Supplied records:

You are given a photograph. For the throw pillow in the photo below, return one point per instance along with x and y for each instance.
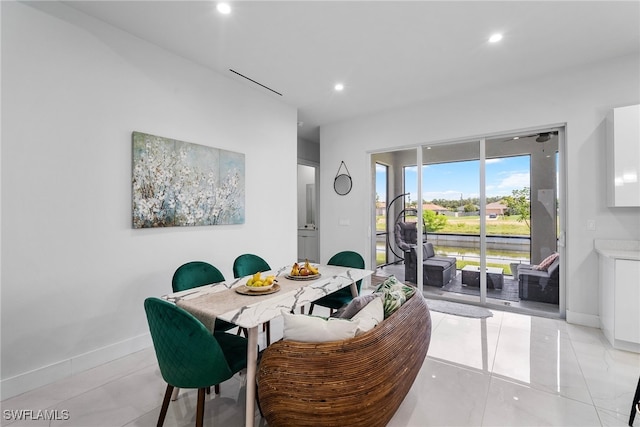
(356, 304)
(392, 301)
(369, 317)
(300, 327)
(392, 284)
(544, 265)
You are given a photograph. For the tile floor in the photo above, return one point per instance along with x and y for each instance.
(507, 370)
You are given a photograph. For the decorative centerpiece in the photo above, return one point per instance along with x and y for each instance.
(305, 271)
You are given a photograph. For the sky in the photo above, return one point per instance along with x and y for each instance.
(451, 181)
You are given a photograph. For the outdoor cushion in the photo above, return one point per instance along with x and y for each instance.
(356, 304)
(369, 317)
(303, 328)
(544, 265)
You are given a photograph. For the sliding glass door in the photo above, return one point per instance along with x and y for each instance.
(472, 221)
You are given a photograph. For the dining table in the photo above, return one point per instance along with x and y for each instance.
(233, 302)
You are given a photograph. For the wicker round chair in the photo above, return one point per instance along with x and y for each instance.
(356, 382)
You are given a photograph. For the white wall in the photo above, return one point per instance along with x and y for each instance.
(74, 272)
(580, 98)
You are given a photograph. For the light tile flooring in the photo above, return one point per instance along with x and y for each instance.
(507, 370)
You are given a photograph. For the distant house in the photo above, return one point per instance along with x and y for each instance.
(496, 208)
(433, 207)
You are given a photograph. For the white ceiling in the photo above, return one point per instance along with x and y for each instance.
(388, 54)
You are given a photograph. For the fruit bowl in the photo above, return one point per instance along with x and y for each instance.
(260, 288)
(257, 284)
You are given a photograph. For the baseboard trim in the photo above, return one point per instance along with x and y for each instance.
(583, 319)
(27, 381)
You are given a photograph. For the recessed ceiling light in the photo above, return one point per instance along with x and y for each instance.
(224, 8)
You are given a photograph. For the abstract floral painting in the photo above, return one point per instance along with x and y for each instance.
(177, 183)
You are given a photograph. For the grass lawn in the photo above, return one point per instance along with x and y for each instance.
(501, 226)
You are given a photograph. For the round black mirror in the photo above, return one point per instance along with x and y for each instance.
(342, 184)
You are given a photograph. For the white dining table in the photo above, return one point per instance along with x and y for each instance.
(223, 301)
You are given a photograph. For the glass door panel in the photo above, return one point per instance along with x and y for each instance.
(522, 217)
(451, 206)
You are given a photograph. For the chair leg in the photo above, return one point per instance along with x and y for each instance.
(165, 405)
(636, 401)
(268, 329)
(200, 408)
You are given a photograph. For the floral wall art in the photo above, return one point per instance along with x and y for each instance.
(178, 183)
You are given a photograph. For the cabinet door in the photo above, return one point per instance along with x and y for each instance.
(623, 156)
(627, 300)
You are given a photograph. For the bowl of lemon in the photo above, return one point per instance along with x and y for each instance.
(257, 283)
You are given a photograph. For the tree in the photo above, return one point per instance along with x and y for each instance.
(470, 207)
(433, 221)
(519, 203)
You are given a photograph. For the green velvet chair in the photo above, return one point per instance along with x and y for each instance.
(188, 354)
(245, 265)
(199, 273)
(343, 296)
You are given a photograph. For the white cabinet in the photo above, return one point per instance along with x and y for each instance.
(308, 245)
(620, 302)
(623, 156)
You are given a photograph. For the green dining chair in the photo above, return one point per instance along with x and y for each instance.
(188, 354)
(343, 296)
(199, 273)
(245, 265)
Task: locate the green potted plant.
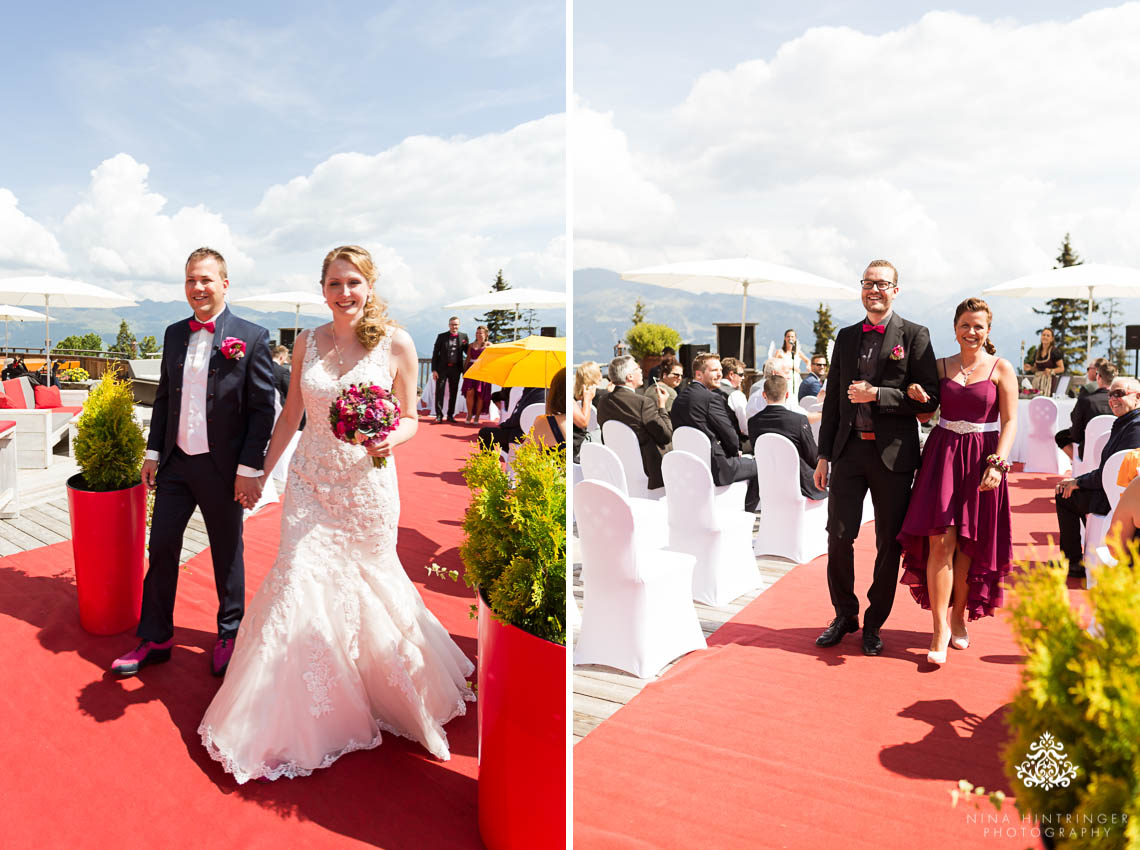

Your instructions: Rewrite all of the lines above, replacing "photograph" with "image" and keeping everything else the same. Leave the pictures out of your version.

Solution for this exercise:
You are given a image. For the throw pillow in the photo below, return one point per instance along with x and y for each instance.
(356, 304)
(392, 301)
(369, 317)
(300, 327)
(392, 284)
(544, 265)
You are given a image. For the tile floor in the photo above, return one point per instance along with x and y for each instance.
(507, 370)
You are given a image. For the decorative centerpiece in the photo above, return one point per instance along with x and y for each instance.
(305, 271)
You are given a image. For the sky in the photo above, return one point per instance along with x and y for each instance.
(451, 181)
You are given a image. For the outdoor cushion in the photo above, return one point per instance along with x and y for each instance.
(356, 304)
(369, 317)
(303, 328)
(544, 265)
You are given a image. For the sliding glass door in the photo above, return one point per instance along with x and y for each instance.
(472, 221)
You are given a image. For the dining table in the photo above, return one point per instance along with x and y for each instance.
(233, 302)
You are given a image. For the wicker round chair in the photo above, return one point per instance along with x and y for each instance.
(356, 382)
You are given a image. For the white wall in the photo above, return one point per instance along with x and y for each instance.
(74, 272)
(580, 98)
You are given a image. For the light tile flooring in the photo above, return one point per instance along with x and y for each instance.
(507, 370)
You are given a image. For the distant house in the photo above, return one point per instance along with x and y for each instance.
(496, 208)
(433, 207)
You are given a image. For the white ceiling in the photo above, return one point per instance along with x and y for each instance.
(388, 54)
You are given a image. For the fruit bowl in the photo above, return one point per instance along with x and y for each instance.
(260, 288)
(257, 284)
You are given a image. For the baseboard trim in the photo above, return one point per instance along with x and y for each instance.
(583, 319)
(27, 381)
You are given a image. For the recessed ceiling light in the photo above, return one point per instance along with x and y for each instance.
(224, 8)
You are given a image. For the abstract floral painting in the photo above, return one point per instance along with x and y for each instance.
(177, 183)
You are given a image. For the grass lawn in the photo above, return one point per instance along with x and y for each instance.
(501, 226)
You are given a image. For the round black mirror in the photo above, return one point per instance along with x and y for each instance.
(342, 184)
You are given a image. For the white dining table in the photo above, return one point per instance along with x and y for each instance.
(223, 301)
You are given a image. For the glass door panel in the photo above, return one point per instance along with x and y for each instance.
(522, 217)
(451, 206)
You are given a image. For the chair leg in the photo above, return one point per instance along with x and y for each instance.
(165, 405)
(636, 401)
(268, 329)
(200, 408)
You are given a image. For the floral wall art in the photo above, return one point per instance along with x and y for each instance.
(178, 183)
You are given a image. For the cabinet door in the photo above, return one point per instance along with x and y for each instance.
(623, 156)
(627, 300)
You are given a image. For the bowl of lemon in the photo above, return one point per instance along with x and y for each instance.
(257, 283)
You are given a image. For the tree in the photo above, return one point per instance along with x and y for each instance.
(470, 207)
(433, 221)
(519, 203)
You are given a image. For the green velvet chair in the photo above, return one point per instance along with x and y for each instance.
(188, 354)
(245, 265)
(199, 273)
(343, 296)
You are given a image. For the white cabinet in the photo above, return one point per instance along with x and y for each instance.
(308, 245)
(620, 302)
(623, 156)
You are given a image. For the green dining chair in the photo above, return one point per instance along with x and y for each instance.
(188, 354)
(343, 296)
(199, 273)
(245, 265)
Task: locate the green potted plant.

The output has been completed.